Peak 3011 further up the ridge

See also:
Postal Ridge

Saturday, May 14, 2016

Cuyamaca, Middle Peak, Japacha, Stonewall Peak

Hiked: 5/13/2016
Distance: 18.6 miles round trip on road, trail, and cross country
Summit Elevation: 6512' (Cuyamaca), 5883' (Middle), 5825' (Japacha), 5730' (Stonewall)
Prominence: 2855' (Cuyamaca), 803' (Middle), 25' (Japacha), 860' (Stonewall)
Elevation Gain: 3975'
Elevation Gain (in Empire State Buildings): 3.18
Round trip time: 8 hours 15 minutes
Recommended water: 184 oz.
Parking/Fees: $8 State Parks at Paso Picacho Campground
Difficulty: Strenuous (combined)

● ● ● ● ●

Activity list:
1. From the hike summary, extract everything from "Cuyamaca, Middle Peak, Japacha, Stonewall" down to "(Japacha), 5730' (Stonewall)", copied word for word.
2. Extend the hike summary, picking up right after its last line.

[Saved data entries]
● ● ● ● ●

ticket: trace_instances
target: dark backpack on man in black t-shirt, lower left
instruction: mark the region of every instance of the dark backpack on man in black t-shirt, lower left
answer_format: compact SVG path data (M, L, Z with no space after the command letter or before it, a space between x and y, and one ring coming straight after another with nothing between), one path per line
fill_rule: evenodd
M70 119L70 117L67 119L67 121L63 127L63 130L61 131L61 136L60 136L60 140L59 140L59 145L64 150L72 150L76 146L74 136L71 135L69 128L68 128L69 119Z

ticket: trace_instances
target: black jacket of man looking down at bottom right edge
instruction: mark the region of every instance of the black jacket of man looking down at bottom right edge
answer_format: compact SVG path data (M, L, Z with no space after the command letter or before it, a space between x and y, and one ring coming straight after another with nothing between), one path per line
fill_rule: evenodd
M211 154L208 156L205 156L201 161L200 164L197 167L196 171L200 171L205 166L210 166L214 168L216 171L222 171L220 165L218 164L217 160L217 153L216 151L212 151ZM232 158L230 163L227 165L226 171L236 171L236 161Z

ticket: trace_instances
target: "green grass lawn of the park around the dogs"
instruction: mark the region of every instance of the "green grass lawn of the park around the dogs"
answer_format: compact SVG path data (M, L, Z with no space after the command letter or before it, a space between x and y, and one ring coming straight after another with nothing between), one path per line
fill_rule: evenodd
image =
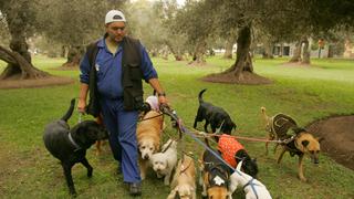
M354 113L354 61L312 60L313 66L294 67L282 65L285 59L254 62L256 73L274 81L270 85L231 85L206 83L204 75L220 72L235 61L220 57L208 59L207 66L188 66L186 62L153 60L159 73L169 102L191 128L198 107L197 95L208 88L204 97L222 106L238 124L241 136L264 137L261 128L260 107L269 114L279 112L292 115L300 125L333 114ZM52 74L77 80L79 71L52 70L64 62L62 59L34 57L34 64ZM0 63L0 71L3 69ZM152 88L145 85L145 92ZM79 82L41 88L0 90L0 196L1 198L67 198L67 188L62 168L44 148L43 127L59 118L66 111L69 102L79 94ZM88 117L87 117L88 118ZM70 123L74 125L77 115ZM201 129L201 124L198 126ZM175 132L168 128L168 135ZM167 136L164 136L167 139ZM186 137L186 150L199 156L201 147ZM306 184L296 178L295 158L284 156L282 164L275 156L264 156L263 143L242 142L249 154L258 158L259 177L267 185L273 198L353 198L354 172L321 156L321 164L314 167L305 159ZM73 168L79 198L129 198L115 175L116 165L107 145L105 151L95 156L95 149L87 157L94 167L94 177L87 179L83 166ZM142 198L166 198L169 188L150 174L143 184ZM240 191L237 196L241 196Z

● ● ● ● ●

Answers by task:
1.
Cuyamaca, Middle Peak, Japacha, Stonewall Peak

Hiked: 5/13/2016
Distance: 18.6 miles round trip on road, trail, and cross country
Summit Elevation: 6512' (Cuyamaca), 5883' (Middle), 5825' (Japacha), 5730' (Stonewall)

2.
Cuyamaca is the second highest point in San Diego County after Hot Springs Mountain. It is the highest point on the Sierra Club San Diego peak list. I guess Hot Springs Mountain isn't on the list because it is on Los Coyotes Reservation land. Cuyamaca is visible from almost everywhere in the county and was on my to do list for years. I wanted to start at sunrise. It comes early this time of year. Cruising the nearly empty freeway before most of the west coast sprawl was awake, I had no real concerns about the agenda. I enjoyed the anticipation of the day ahead: the sweat, the grime, the brush, the rock, the trees, the sky. I didn't see any obvious parking on the side of highway 79 where I wanted to start, so I paid the $8 fee to park in Paso Picacho Campground. I was the first car there and had all facilities to myself. There were nice restrooms and picnic tables at the parking area.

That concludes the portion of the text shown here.